── Input records

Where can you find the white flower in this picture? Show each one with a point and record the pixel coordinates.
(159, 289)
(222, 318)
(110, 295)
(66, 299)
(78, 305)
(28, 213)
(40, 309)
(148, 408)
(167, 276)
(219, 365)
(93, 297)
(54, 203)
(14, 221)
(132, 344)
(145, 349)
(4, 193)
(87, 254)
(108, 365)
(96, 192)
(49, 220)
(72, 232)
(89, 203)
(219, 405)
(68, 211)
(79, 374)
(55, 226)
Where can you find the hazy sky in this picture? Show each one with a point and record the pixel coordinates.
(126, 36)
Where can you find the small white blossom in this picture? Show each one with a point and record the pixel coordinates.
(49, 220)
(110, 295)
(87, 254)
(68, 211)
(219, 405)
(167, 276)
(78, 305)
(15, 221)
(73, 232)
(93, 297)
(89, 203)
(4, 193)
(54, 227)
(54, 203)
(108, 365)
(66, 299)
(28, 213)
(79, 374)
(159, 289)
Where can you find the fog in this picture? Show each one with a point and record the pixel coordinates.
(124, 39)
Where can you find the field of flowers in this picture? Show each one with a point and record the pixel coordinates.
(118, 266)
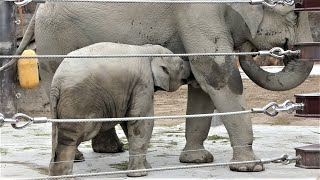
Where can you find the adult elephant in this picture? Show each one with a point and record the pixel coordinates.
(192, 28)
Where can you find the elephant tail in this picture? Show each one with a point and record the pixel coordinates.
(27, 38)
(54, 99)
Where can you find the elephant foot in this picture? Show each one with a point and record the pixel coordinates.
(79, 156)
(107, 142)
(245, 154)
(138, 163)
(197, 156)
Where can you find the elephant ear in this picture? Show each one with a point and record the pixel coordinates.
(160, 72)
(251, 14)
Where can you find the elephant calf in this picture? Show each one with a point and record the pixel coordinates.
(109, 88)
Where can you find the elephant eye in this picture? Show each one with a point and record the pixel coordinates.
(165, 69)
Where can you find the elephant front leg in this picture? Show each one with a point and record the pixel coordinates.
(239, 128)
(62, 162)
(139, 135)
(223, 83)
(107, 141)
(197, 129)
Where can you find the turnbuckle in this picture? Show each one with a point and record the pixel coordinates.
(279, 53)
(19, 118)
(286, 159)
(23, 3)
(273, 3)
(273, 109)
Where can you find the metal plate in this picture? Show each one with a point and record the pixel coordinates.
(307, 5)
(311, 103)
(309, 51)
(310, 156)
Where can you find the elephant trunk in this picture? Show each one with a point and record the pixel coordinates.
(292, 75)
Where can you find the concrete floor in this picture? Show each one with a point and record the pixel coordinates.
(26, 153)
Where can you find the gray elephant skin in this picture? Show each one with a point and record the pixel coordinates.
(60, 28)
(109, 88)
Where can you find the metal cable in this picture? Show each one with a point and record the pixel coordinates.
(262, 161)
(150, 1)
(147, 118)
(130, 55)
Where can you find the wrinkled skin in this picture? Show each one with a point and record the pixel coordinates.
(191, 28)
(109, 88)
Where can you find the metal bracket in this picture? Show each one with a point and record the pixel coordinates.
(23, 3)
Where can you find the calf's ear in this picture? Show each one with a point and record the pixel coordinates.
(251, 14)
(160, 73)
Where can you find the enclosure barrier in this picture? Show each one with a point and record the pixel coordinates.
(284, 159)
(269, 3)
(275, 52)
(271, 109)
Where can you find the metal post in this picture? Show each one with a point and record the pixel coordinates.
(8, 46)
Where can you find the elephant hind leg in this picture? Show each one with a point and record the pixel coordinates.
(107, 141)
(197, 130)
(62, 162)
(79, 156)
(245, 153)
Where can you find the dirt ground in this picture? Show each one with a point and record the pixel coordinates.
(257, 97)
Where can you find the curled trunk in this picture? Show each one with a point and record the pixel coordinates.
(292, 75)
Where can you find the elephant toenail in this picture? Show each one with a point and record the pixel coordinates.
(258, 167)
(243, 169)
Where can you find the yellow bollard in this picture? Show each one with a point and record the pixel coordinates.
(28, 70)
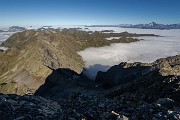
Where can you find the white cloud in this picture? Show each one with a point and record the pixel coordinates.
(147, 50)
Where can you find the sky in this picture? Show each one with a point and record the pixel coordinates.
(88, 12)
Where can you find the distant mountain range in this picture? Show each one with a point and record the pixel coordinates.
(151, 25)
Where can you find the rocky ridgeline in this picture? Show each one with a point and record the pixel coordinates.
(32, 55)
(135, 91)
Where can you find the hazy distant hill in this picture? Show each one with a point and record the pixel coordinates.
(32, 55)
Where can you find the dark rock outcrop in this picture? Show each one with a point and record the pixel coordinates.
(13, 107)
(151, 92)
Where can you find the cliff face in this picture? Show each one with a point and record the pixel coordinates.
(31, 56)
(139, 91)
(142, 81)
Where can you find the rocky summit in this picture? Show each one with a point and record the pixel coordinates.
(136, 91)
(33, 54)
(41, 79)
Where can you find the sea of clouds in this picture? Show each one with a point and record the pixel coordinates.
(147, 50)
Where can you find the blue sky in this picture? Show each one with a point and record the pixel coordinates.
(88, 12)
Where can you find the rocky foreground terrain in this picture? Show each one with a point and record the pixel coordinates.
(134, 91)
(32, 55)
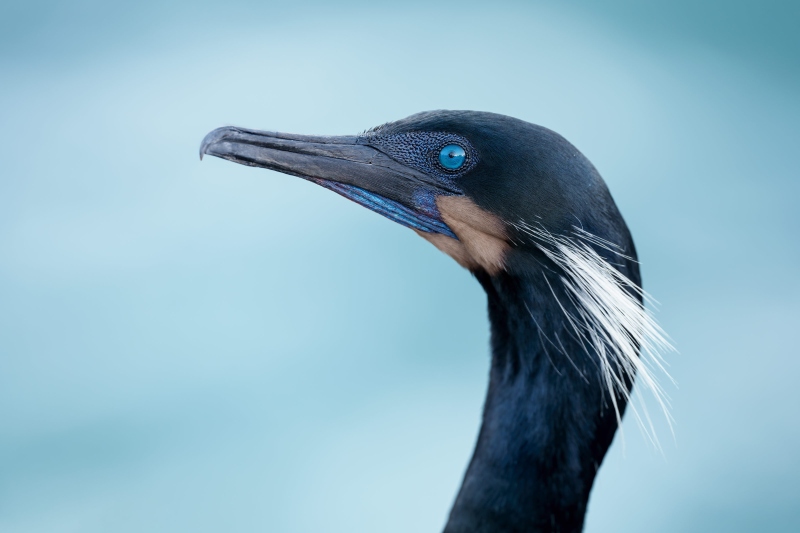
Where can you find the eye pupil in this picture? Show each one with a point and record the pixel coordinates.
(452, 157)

────

# Brief
Could you please return each line of the material exactly, dropping the pictures?

# Exercise solution
Where can you find the white flower in this picture? Show each one with a point and record the pixel coordinates.
(159, 289)
(222, 318)
(110, 295)
(66, 299)
(78, 305)
(28, 213)
(40, 309)
(148, 408)
(167, 276)
(219, 365)
(93, 297)
(54, 203)
(14, 221)
(132, 344)
(145, 349)
(4, 193)
(87, 254)
(108, 365)
(96, 192)
(49, 220)
(72, 232)
(89, 203)
(219, 405)
(68, 211)
(79, 374)
(55, 226)
Where can you find the hazy sky in this picture? Show each one with a point and record the pixel coordinates.
(126, 36)
Where can you find the small white blossom in this picture? Show each one with a point and record the pixel coordinates.
(49, 220)
(110, 295)
(87, 254)
(68, 211)
(219, 405)
(167, 276)
(78, 305)
(15, 221)
(73, 232)
(93, 297)
(89, 203)
(4, 193)
(54, 227)
(54, 203)
(108, 365)
(66, 299)
(28, 213)
(79, 374)
(159, 289)
Where can you find the fog in this picture? Show each one with a point and record the pixel coordinates.
(124, 39)
Where can you find the field of flowers in this picture? Show each one with a point and record the pixel coordinates.
(118, 266)
Where can you find the adult elephant in this picture? Show each one with a point and record the pixel coordinates.
(192, 28)
Where can you find the elephant tail in this picture? Show each one with a point and record the pixel coordinates.
(27, 38)
(54, 99)
Where can you find the elephant foot in this picture? Show each one with a point and record the pixel coordinates.
(79, 156)
(107, 142)
(245, 154)
(138, 163)
(197, 156)
Where can you find the elephant ear in this picture? Show each one with a point and record the pixel coordinates.
(160, 72)
(251, 14)
Where can you find the elephant calf in this picture? Show each one with a point and record the pixel coordinates.
(109, 88)
Where can you find the elephant eye in this picture? Show each one with a point and record the pixel coordinates.
(165, 69)
Where can you find the elephant front leg in this picture? Show each one with a point and record the pixel coordinates.
(239, 128)
(62, 162)
(139, 135)
(223, 83)
(107, 141)
(197, 129)
Where can you find the turnbuckle in this picture? Show each one with a point and record the pixel coordinates.
(279, 53)
(19, 118)
(286, 159)
(23, 3)
(273, 3)
(273, 109)
Where can you find the metal plate in this picture? Show each one with a point and record the pixel coordinates.
(307, 5)
(311, 103)
(309, 51)
(310, 156)
Where can you find the elephant trunk in this picture? Show each one with a point and record the pixel coordinates.
(292, 75)
Where can you find the concrete floor in this picture? Show each one with a point and record the pixel coordinates.
(26, 153)
Where can you find the gray elephant skin in this picture? Show each one with a point and record the pixel coordinates.
(60, 28)
(109, 88)
Where can you find the metal cable in this picture? Show each one with a point and record the pixel coordinates.
(262, 161)
(150, 1)
(147, 118)
(130, 55)
Where can you find the wrinkled skin in this picture? Show each one with a point and record the pixel coordinates.
(191, 28)
(109, 88)
Where can you find the metal bracket in this picture? Show each one with a point and record the pixel coordinates.
(23, 3)
Where can you find the calf's ear in this picture? Show each one with a point and record the pixel coordinates.
(251, 14)
(160, 73)
Where can you find the enclosure barrier in this picture? Show each one with a point and record the pixel coordinates.
(284, 159)
(269, 3)
(275, 52)
(271, 109)
Where can you find the metal post in this picture? Show each one with a point and record the pixel coordinates.
(8, 46)
Where can you find the elephant hind leg in this picture? Show each one with a point and record the pixel coordinates.
(107, 141)
(197, 130)
(62, 162)
(79, 156)
(245, 153)
Where can you find the dirt ground in this picture? Show each one with a point and record the pixel coordinates.
(257, 97)
Where can you find the curled trunk in this picture? Show each one with a point and record the pixel coordinates.
(292, 75)
Where can you find the elephant toenail in this picture? Show each one with a point and record the pixel coordinates.
(258, 167)
(243, 169)
Where can you find the yellow bollard in this picture? Show each one with a point and record the pixel coordinates.
(28, 70)
Where can you find the white cloud in this picture? Show each one with a point and record the pixel coordinates.
(147, 50)
Where can you find the sky in this picture? Show each one with a point and record the pixel coordinates.
(88, 12)
Where can you find the distant mountain range in this picture? Show each one with a point and record the pixel coordinates.
(151, 25)
Where can you find the rocky ridgeline in this picture? Show each one with a point and record the pixel coordinates.
(32, 55)
(135, 91)
Where can you find the hazy distant hill in this picture? Show each one with a point and record the pixel coordinates.
(32, 55)
Where can you find the dark rock outcrop in this picture? Show each one with a point and record the pixel coordinates.
(13, 107)
(151, 92)
Where can you find the cliff face in this picture? Show each one with a point and record the pixel coordinates.
(31, 56)
(139, 91)
(142, 81)
Where can you find the rocky summit in this picture? Show each one with a point and record the pixel coordinates.
(136, 91)
(33, 54)
(41, 79)
Where can you find the sea of clouds in this picture? Show each one with a point and record the pixel coordinates.
(147, 50)
Where can you find the blue sky in this picture? Show each one with a point and record the pixel coordinates.
(88, 12)
Where can you find the rocky foreground terrain in this picture? Show each one with a point and record the pixel coordinates.
(134, 91)
(32, 55)
Where can you find the eye pupil in this picture? Show each one with a point and record the pixel coordinates.
(452, 157)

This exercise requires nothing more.